#### Given text ####

He's known as a walking history of the American musical and can sing obscure tunes from shows that haven't graced a stage since World War I. "A genius," our elderly mentor-in-charge has told us. "One of the great minds in theater."
I introduce myself, and he reaches down to finger my name badge, which hangs on a lanyard around my neck (we are tagged dawn to dusk, lest one of us wanders off the property and has to be returned by a local). "Dallas Observer," he says, sucking in his thick, pale cheeks. "That's in Florida, right?"
For the "genius," I determine to write a killer review. Our assignment is to see yet another new play being staged at Playwrights Camp, just like we've done every night, and stay up till dawn typing our evaluation. Tonight's offering is just as depressing as all the others, a drama about the black plague. Or maybe it's the flu epidemic of 1918 or the first wave of AIDS in the 1980s. My mind wanders the first time someone onstage coughs and says, "No, I'm sure I'll be all right."
Living in the hell-dorm in the heat wave has diminished my usually reliable reviewing skills. For a week I've been doing "drag queen writing": Looks great late at night; by day, not so pretty. But tonight I really work at every word.
In the morning we gather at the sticky picnic tables in the tick-laden field. Das Rheingold is already there, reading printouts of our reviews by holding them two inches from his rheumy eyes. The seven of us (Dr. Nosejob decamped to the West Coast when the temp hit 100) gather in silence, waiting for the ritual reaming to begin.
Mine is third in the lineup. The first two have been not-so-gently torn apart, leaving their writers blinking blankly into the thick morning haze. I read my review aloud (as we must) and look up at Das Rheingold for reaction. He says, "Short, fast and funny. Just what I wanted. Very Dorothy Parker. Next?"

####

• **Exercise goal**:
Carry the Playwrights Camp account above forward, starting right after its final line.

#### Supplied records ####

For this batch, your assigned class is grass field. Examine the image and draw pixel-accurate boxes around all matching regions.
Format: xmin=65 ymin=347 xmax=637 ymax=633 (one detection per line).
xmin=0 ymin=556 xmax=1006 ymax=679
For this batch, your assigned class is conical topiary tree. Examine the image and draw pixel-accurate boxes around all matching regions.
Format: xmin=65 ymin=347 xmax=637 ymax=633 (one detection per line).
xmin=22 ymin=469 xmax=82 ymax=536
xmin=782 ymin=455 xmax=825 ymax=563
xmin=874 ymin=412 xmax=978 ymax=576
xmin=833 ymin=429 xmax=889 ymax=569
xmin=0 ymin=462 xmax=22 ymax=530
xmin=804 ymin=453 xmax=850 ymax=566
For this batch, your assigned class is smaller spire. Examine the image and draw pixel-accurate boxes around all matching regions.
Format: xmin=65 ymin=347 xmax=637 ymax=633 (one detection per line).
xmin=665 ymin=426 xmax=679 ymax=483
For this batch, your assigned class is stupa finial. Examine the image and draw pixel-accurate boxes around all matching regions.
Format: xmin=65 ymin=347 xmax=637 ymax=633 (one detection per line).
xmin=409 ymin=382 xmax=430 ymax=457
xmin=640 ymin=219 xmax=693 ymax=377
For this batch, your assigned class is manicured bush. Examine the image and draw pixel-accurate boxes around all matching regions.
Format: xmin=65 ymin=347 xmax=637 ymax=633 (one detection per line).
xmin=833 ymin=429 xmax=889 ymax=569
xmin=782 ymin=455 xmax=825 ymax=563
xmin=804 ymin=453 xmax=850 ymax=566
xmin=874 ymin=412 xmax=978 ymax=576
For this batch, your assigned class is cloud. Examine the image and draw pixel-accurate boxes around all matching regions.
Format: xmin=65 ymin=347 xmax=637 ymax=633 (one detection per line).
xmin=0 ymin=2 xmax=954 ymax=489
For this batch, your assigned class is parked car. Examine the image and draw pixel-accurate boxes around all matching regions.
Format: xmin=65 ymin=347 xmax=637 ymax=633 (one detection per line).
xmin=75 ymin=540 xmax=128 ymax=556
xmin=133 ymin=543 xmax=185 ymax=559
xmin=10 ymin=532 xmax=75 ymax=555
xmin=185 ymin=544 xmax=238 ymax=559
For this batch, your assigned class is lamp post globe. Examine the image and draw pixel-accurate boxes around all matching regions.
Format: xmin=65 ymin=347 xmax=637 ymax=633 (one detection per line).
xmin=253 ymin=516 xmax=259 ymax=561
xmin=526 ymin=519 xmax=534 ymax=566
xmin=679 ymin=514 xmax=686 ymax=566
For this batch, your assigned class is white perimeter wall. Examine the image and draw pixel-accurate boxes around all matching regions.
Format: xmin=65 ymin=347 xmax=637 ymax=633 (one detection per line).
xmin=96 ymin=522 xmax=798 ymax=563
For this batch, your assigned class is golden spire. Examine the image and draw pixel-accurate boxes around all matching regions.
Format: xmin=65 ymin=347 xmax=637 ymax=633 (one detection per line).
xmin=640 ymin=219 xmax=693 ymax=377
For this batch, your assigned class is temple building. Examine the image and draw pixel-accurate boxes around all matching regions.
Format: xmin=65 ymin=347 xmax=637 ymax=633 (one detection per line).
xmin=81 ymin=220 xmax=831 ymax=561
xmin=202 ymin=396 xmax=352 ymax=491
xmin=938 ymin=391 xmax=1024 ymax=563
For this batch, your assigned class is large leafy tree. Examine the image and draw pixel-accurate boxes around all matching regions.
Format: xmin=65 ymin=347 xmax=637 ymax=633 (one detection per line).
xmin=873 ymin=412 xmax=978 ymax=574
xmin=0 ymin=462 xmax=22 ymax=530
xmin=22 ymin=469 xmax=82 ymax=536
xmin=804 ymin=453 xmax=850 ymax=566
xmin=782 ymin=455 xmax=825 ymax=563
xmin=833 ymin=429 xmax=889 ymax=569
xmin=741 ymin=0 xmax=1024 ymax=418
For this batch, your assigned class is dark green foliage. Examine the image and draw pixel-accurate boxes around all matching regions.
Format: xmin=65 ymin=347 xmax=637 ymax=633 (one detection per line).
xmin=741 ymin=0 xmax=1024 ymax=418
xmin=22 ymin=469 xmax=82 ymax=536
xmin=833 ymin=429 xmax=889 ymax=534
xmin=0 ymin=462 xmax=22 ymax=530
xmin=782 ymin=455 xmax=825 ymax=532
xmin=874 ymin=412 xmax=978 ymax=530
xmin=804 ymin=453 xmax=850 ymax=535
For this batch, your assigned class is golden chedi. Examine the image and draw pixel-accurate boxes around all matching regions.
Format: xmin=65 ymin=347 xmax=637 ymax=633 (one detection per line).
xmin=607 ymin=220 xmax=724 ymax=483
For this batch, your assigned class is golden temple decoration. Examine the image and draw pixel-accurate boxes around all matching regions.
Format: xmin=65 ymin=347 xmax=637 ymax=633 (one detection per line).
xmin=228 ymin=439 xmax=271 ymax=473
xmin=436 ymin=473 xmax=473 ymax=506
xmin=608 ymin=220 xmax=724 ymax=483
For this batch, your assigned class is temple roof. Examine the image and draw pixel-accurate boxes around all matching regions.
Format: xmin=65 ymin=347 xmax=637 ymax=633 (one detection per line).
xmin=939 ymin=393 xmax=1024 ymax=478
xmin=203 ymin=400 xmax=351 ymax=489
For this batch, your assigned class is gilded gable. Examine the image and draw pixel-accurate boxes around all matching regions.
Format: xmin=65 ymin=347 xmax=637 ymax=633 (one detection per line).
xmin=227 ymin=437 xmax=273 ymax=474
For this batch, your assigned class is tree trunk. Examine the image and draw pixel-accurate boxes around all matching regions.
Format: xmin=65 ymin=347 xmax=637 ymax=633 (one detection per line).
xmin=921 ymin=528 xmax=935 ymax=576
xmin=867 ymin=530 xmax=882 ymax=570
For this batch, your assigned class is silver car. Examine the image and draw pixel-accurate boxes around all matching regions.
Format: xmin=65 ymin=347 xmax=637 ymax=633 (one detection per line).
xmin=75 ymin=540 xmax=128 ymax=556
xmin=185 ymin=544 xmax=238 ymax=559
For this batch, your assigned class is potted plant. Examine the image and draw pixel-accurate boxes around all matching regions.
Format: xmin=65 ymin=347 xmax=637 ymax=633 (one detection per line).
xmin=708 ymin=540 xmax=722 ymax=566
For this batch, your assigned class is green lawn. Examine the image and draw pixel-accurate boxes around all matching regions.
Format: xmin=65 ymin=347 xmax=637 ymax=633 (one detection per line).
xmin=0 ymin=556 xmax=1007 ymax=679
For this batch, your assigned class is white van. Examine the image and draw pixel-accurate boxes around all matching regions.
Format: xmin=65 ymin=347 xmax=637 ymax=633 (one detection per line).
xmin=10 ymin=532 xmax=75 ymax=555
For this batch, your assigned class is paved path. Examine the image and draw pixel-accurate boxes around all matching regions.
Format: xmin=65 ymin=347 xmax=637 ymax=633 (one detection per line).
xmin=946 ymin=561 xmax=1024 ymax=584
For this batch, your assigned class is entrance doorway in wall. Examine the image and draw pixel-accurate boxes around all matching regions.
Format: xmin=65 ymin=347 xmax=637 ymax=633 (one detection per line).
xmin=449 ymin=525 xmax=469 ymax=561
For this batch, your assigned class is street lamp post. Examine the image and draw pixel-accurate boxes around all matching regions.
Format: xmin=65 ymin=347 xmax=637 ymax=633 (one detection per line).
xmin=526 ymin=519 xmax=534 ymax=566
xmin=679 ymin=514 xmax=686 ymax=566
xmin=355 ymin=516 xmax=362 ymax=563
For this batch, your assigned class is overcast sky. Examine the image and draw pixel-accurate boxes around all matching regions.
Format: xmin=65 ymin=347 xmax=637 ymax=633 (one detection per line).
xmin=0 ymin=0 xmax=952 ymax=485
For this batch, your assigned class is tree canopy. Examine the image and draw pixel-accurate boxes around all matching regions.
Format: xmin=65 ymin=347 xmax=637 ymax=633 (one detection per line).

####

• **Output for this task**:
That's it? I look at my fellow fellows. D-Word, the gay Yalie with a fear of flora and fauna, purses his lips. Whiney McKnuck starts cracking finger joints like she's loading a derringer. Biff smiles and gives me a thumbs up.
In the words of Stuart Smalley, I'm good enough, I'm smart enough, and, by golly, people like me. OK, I'm just good enough and smart enough. Nobody here likes me except Das Rheingold, but his liking my work means enough to make up for being on personality probation.
I'm still riding the high the next day when we convene at Monte Cristo, the two-story summer home where young Eugene O'Neill lived with his family in the early 1900s. Read the opening lines of the epic Long Day's Journey into Night, and they describe the house and its contents, right down to the windows and the wicker chairs, one of which I'm sitting in as we critics begin to read the play aloud. A noted theater director is the day's mentor. He assigns us roles--I'm the morphine-addicted mother, Mary Tyrone; Biff plays my husband, James.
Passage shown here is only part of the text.